**PROBLEM TO SOLVE:**
Only the lines from the one containing "of the cracked" through the end of the data below should be copied, each exactly as written and with both ends kept.

**SUPPLIED MATERIAL:**
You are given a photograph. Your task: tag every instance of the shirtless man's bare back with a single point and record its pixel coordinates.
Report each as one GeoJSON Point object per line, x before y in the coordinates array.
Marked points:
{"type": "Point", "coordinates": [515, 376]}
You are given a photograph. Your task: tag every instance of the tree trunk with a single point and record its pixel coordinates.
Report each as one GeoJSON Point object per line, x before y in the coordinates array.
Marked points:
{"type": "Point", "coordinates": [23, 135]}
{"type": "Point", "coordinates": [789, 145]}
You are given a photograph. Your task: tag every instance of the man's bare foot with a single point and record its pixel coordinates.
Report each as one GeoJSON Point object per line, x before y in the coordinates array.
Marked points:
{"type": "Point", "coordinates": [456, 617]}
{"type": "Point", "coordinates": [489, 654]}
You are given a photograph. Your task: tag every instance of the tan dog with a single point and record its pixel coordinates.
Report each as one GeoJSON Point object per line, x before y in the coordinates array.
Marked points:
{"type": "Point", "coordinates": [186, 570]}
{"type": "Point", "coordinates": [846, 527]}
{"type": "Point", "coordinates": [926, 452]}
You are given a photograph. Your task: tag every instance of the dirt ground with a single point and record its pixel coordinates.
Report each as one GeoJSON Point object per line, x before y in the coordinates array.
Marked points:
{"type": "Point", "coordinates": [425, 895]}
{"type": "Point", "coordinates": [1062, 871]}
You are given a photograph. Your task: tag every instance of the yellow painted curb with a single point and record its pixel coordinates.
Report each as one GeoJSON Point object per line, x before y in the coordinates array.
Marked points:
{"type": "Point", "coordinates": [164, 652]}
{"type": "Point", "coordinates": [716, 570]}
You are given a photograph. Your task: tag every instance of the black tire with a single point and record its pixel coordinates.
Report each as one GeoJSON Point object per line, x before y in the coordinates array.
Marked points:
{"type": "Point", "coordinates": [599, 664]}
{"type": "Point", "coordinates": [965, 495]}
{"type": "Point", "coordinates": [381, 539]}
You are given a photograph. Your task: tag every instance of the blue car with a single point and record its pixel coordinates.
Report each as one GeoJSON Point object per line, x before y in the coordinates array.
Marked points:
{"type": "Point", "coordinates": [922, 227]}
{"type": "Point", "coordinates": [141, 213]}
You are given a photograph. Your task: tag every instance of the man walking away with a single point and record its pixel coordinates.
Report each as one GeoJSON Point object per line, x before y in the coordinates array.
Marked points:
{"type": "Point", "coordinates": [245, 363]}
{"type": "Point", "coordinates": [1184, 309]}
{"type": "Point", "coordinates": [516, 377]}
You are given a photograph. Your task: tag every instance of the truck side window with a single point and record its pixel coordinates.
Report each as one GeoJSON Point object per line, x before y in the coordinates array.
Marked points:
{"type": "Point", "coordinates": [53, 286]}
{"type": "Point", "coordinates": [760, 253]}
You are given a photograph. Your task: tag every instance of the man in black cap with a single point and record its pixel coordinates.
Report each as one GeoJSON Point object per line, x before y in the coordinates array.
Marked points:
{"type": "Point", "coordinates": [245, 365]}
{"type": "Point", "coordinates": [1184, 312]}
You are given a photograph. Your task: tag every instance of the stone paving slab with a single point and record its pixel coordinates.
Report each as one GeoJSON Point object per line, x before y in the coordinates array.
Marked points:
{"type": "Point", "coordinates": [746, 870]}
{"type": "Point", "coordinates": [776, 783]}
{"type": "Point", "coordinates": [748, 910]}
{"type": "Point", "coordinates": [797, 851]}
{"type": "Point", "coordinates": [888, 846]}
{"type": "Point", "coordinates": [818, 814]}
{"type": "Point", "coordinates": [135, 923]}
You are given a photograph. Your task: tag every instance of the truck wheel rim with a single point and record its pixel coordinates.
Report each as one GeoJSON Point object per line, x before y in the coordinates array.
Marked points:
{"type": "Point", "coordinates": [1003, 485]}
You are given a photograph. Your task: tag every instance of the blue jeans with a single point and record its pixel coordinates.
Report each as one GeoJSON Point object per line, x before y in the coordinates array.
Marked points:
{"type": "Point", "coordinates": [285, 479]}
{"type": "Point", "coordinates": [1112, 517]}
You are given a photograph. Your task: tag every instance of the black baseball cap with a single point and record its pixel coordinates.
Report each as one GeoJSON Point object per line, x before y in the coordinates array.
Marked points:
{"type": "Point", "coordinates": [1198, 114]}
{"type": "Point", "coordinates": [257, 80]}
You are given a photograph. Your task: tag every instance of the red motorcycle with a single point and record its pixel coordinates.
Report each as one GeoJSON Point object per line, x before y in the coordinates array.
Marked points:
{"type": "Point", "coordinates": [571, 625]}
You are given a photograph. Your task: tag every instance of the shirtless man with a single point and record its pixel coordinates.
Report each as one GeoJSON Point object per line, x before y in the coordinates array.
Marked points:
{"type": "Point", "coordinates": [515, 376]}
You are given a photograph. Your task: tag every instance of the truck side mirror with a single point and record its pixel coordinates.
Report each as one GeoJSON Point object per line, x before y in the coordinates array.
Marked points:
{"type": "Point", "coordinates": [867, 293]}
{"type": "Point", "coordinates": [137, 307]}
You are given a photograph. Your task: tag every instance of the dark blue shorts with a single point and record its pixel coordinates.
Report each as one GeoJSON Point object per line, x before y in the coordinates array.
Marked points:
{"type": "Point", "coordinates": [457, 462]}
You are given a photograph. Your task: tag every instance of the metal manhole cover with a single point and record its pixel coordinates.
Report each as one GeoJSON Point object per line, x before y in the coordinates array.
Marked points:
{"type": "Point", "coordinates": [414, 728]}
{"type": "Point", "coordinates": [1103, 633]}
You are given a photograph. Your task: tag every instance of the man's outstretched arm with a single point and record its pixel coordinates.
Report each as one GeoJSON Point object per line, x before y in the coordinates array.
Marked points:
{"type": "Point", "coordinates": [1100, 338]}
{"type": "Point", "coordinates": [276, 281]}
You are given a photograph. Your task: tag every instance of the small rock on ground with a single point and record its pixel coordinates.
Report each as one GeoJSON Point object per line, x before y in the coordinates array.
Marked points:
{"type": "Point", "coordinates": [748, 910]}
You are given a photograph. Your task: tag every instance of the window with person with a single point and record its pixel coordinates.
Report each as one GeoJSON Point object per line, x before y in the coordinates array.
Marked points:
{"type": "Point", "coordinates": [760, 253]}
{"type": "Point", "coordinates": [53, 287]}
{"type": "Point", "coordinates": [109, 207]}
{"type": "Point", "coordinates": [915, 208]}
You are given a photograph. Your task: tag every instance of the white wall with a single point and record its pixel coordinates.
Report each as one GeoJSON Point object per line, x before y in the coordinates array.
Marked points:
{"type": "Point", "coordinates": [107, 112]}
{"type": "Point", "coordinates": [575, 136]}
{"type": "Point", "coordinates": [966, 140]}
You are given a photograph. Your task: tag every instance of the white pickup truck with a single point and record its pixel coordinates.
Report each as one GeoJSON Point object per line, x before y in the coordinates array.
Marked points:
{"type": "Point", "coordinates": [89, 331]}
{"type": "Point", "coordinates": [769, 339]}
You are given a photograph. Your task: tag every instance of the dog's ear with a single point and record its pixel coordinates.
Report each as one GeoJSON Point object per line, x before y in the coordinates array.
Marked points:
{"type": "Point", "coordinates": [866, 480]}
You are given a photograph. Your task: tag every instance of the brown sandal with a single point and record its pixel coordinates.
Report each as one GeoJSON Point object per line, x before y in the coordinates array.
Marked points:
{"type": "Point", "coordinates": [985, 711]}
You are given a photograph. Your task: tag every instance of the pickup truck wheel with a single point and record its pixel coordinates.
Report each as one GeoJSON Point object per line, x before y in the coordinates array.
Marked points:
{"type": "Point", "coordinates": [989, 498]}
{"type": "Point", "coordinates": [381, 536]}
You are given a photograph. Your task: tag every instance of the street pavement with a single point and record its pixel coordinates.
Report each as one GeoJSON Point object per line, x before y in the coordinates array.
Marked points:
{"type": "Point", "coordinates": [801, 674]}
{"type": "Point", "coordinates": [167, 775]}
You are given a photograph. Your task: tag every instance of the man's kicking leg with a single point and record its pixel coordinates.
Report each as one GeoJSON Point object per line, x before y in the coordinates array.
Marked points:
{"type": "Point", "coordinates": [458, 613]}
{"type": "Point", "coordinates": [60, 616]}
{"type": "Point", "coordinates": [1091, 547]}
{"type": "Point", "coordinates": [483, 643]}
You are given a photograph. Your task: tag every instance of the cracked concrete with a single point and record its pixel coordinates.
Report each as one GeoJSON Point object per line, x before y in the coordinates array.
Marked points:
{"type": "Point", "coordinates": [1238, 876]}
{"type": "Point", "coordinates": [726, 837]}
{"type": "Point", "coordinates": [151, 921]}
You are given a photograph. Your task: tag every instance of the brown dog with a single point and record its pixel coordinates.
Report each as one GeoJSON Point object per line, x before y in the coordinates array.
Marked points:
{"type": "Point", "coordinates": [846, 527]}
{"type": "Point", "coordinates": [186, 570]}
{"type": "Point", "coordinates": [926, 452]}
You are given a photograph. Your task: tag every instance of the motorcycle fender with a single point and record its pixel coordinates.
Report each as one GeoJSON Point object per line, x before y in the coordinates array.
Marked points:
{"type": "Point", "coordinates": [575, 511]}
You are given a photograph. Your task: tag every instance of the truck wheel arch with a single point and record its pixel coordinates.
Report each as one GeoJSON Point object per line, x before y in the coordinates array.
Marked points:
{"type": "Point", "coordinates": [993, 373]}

**RESPONSE TO THE TASK:**
You are given a photograph. Your task: tag every instance of the cracked concrete with a single point and record its pixel coordinates.
Report each as one GeoJSON Point object per line, x before y in the coordinates array.
Marked points:
{"type": "Point", "coordinates": [1238, 876]}
{"type": "Point", "coordinates": [726, 837]}
{"type": "Point", "coordinates": [151, 921]}
You are given a photograph. Your task: tag every instance of the brown dog with a single point and record its pixel coordinates.
Report each as one GeoJSON Point object per line, x before y in the coordinates array.
Marked points:
{"type": "Point", "coordinates": [846, 527]}
{"type": "Point", "coordinates": [186, 570]}
{"type": "Point", "coordinates": [926, 452]}
You are given a photograph. Your task: tag every instance of the motorcycle fender with a single point and record its pixel coordinates.
Report each as one GeoJSON Point object per line, x before y in the coordinates array.
Marked points:
{"type": "Point", "coordinates": [575, 511]}
You are given a photograph. Your task: tag every instance of the truck wheel arch with a single point and record its pixel coordinates.
Report each as one GeoJSON Point object per line, x before y in the coordinates array.
Marked points:
{"type": "Point", "coordinates": [993, 373]}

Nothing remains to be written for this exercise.